## What you are asked to do
Put the entries below into a Markdown table with the columns "Row" and "Text", one numbered row per line and no rows for blank lines.
::: Records shown :::
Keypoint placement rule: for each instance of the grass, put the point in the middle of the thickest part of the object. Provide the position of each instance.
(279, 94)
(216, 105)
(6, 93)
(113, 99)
:::
## Result of this task
| Row | Text |
|---|---|
| 1 | Keypoint placement rule: for each instance of the grass, put the point in the middle of the thickest part of the object. Provide the position of each instance. |
| 2 | (279, 94) |
| 3 | (216, 105) |
| 4 | (6, 93) |
| 5 | (113, 99) |